What you need to do: Your task is to return exactly the lines that run from the one containing "Target: cluster of houses" through the end of the listing below, without any pictures.

Stored data:
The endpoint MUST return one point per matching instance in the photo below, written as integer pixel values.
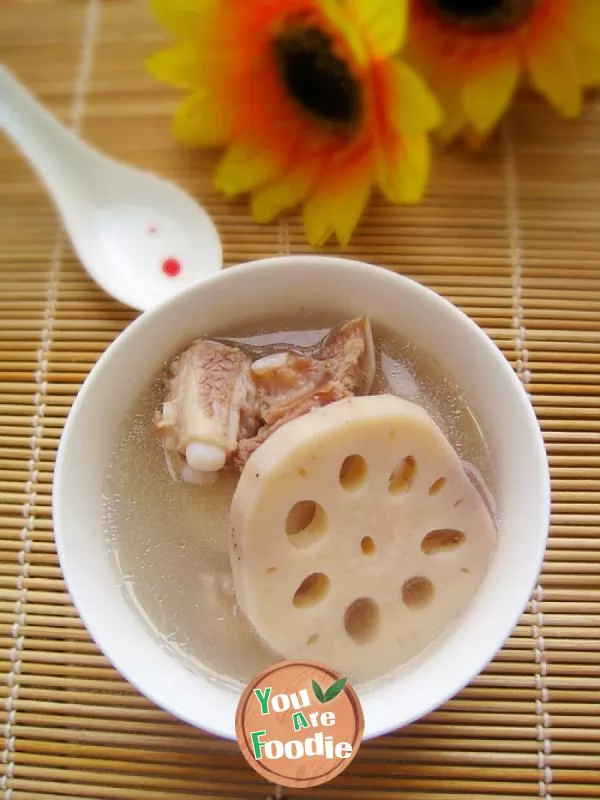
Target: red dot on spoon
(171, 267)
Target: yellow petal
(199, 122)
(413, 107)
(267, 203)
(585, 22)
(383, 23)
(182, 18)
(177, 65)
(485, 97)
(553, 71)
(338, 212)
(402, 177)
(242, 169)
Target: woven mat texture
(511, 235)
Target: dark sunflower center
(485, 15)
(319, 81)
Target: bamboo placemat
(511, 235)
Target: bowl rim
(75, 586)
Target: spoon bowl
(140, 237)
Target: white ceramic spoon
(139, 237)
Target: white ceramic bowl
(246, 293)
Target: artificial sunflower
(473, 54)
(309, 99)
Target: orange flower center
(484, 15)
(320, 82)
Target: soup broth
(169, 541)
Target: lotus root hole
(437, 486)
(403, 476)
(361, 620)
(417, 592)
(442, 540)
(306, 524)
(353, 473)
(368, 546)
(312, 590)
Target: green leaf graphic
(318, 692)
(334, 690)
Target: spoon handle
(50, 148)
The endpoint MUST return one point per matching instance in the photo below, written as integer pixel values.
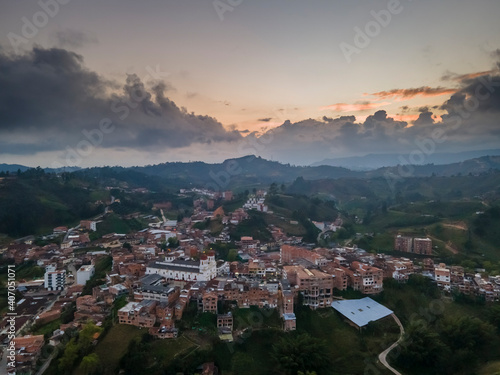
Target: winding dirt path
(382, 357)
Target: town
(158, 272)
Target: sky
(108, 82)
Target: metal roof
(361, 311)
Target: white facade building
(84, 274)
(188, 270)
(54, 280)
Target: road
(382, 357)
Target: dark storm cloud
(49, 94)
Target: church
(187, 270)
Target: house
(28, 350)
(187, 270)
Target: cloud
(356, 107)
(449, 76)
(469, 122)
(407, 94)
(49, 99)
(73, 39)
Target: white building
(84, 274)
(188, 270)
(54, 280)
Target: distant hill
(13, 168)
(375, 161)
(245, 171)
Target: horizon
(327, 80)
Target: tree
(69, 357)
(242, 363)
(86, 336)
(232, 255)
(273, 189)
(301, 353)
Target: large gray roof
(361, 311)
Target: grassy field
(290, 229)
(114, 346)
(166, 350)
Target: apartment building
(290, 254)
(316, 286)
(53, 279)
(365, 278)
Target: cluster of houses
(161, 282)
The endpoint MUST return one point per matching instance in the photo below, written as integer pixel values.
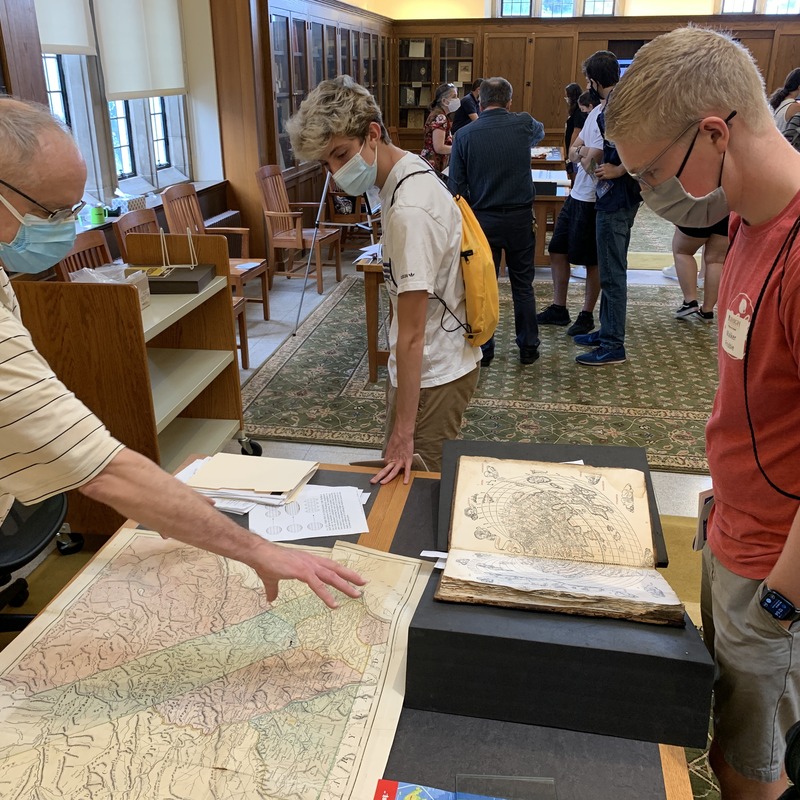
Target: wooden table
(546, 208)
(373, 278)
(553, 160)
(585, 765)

Solution for this task:
Target: cluster of houses
(161, 282)
The endpoint MUST return one point per matching instance in the photo below, written as integer pixel values.
Target: wooden table
(546, 208)
(373, 278)
(553, 160)
(585, 765)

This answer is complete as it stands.